* Begin Document text *

Discussion Zen 5 Speculation (EPYC Turin and Strix Point/Granite Ridge - Ryzen 9000)

Page 703 - Seeking answers? Join the AnandTech community: where nearly half-a-million members share solutions and discuss the latest tech.

JustViewing

Senior member
Aug 17, 2022
216
382
106
Regarding Apple and Windows ARM performance, I would assume when application were compiled for them it would fully use available instruction set. Therefore it will perform near maximum theoretical performance. However, most x64 windows applications will only use lowest common denominator which is SSE2. Lucky to get AVX128 usage. Even then, Intel & AMD optimizations are not similar.
 

MS_AT

Senior member
Jul 15, 2024
210
504
96
Regarding Apple and Windows ARM performance, I would assume when application were compiled for them it would fully use available instruction set. Therefore it will perform near maximum theoretical performance. However, most x64 windows applications will only use lowest common denominator which is SSE2. Lucky to get AVX128 usage. Even then, Intel & AMD optimizations are not similar.
MacOS will use whatever is baked into the chips, thanks to vertical integration. For the other ARM chips, everybody still sticks to NEON, afaik Qualcomm disables SVE2 on their chips even if the support is baked in silicon, so the lowest common denominator is the baseline But yes there is much less fragmentation than what Intel did... [I wouldn't be suprised if AVX512 family would have more extensions than whole ARM-v8]
 

LightningZ71

Golden Member
Mar 10, 2017
1,783
2,139
136
Biggest problem for mobile isn't performance but battery life. Having separate low-power cluster will extend battery life as it can optimized better for low power and high performing parts can clock gated when not needed. But AMD's strix point version of that idea is not ideal - why have 8 cores on low power cluster making it to use more power and same time lower high perfromance mode?
The design for Strix Point doesn't make a whole lot of sense unless it was intended for N3 with FinFlex. The difference between the Zen5 and Zen5C cores could have been greater, with the Zen5 cores able to clock higher and the Zen5C cores having lower leakage. That also gives a bit of support to their decision to raise the size of the iGPU to 16CU while keeping memory bandwidth as limited as it is. With FinFlex, they could have targeted lower leakage fin layouts for the iGPU transistors while not sacrificing performance.

* End Document text *

Set of tasks:
[A] Answer these questions from the thread:
(i) What instruction set does the thread name as the lowest common denominator for most x64 Windows applications?
(ii) Which company does the thread say disables SVE2 on its chips even when support is in the silicon?
(iii) To what size was the iGPU raised, according to the thread's final post?
[B] Rewrite the stretch of the thread from "LightningZ71" through "high perfromance mode?", substituting "runtime" for each "battery life".

* Begin Dataset records *

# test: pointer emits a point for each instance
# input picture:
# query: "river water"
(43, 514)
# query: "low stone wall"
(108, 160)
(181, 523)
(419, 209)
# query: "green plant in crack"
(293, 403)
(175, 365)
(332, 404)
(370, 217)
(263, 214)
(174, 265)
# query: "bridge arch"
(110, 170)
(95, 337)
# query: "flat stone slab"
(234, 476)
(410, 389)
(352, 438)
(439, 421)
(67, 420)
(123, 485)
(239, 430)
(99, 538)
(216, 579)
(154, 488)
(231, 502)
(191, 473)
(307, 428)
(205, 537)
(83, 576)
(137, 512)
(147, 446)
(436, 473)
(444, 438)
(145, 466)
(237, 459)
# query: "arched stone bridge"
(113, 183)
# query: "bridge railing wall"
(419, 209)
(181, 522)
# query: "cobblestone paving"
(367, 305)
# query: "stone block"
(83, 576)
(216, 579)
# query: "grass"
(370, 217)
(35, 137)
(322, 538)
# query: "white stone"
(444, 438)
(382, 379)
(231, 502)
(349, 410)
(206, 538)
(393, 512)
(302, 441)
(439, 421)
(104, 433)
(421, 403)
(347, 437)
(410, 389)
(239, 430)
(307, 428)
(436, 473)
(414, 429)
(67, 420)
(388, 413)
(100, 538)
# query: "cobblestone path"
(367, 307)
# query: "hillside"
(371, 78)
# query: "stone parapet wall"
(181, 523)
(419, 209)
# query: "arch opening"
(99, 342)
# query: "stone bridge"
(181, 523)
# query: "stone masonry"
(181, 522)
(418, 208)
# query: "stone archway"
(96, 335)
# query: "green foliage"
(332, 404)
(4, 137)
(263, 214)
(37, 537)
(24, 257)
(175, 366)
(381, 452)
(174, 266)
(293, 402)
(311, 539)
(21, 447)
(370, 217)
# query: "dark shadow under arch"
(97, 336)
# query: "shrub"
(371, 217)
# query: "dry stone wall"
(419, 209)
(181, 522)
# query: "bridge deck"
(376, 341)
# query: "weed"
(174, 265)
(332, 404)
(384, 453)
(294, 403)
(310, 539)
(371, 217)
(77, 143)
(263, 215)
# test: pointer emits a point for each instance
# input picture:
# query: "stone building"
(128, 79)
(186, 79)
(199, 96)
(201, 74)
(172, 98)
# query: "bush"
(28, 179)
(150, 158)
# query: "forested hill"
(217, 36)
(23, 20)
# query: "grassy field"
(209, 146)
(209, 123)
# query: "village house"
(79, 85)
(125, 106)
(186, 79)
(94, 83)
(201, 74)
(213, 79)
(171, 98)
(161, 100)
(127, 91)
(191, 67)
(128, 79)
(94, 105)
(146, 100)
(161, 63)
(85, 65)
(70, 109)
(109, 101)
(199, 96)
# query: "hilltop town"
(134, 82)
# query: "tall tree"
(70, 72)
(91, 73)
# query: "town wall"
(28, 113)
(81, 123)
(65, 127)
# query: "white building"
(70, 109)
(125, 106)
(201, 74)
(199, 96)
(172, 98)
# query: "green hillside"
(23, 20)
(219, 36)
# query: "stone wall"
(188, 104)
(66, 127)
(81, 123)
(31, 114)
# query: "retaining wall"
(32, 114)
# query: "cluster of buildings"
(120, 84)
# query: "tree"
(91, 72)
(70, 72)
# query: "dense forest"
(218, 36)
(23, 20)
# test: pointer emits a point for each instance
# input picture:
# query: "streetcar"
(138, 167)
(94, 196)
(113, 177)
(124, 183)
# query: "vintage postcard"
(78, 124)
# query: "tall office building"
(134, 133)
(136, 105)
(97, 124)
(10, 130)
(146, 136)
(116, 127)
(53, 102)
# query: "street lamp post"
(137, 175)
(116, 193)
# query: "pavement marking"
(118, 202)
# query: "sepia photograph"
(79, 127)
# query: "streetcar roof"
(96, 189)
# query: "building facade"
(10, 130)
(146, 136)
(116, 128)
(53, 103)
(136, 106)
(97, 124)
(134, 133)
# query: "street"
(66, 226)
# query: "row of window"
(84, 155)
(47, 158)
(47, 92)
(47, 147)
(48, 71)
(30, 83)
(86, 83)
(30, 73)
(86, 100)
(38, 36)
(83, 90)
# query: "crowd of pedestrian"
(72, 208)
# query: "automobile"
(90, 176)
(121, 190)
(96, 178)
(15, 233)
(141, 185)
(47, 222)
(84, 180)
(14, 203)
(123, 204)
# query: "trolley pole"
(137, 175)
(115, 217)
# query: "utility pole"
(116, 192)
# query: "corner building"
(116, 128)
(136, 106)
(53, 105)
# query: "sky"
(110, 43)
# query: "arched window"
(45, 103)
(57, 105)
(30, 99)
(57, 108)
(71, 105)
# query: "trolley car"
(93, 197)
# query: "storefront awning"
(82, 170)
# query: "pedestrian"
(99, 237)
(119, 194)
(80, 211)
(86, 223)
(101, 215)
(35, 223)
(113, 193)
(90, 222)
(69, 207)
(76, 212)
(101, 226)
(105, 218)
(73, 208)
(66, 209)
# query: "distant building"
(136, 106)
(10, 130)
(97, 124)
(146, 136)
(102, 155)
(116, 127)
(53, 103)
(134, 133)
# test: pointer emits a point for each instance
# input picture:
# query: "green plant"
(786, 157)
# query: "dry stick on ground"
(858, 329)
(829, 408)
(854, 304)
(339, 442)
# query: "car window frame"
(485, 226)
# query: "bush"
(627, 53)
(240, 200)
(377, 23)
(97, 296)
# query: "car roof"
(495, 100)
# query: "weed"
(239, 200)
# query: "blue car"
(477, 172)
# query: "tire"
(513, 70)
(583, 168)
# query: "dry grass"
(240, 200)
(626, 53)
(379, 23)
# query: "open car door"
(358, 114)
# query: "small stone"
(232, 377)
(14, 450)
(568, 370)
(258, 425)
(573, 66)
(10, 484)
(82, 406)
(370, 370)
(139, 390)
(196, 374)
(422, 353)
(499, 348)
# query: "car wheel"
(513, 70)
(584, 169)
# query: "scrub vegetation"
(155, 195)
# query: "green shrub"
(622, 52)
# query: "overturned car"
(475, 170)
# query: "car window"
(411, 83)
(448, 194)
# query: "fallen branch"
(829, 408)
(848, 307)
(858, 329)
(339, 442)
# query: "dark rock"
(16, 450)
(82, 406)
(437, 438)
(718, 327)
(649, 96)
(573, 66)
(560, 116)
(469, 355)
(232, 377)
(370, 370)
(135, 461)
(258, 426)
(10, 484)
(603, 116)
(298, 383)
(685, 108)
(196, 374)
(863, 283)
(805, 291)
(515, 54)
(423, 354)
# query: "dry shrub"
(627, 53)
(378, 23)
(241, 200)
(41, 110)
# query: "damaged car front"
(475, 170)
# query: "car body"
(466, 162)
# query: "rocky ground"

* End Dataset records *

The answers:
[A]
(i) SSE2
(ii) Qualcomm
(iii) 16CU

[B]
LightningZ71

Golden Member
Mar 10, 2017
1,783
2,139
136
Biggest problem for mobile isn't performance but runtime. Having separate low-power cluster will extend runtime as it can optimized better for low power and high performing parts can clock gated when not needed. But AMD's strix point version of that idea is not ideal - why have 8 cores on low power cluster making it to use more power and same time lower high perfromance mode?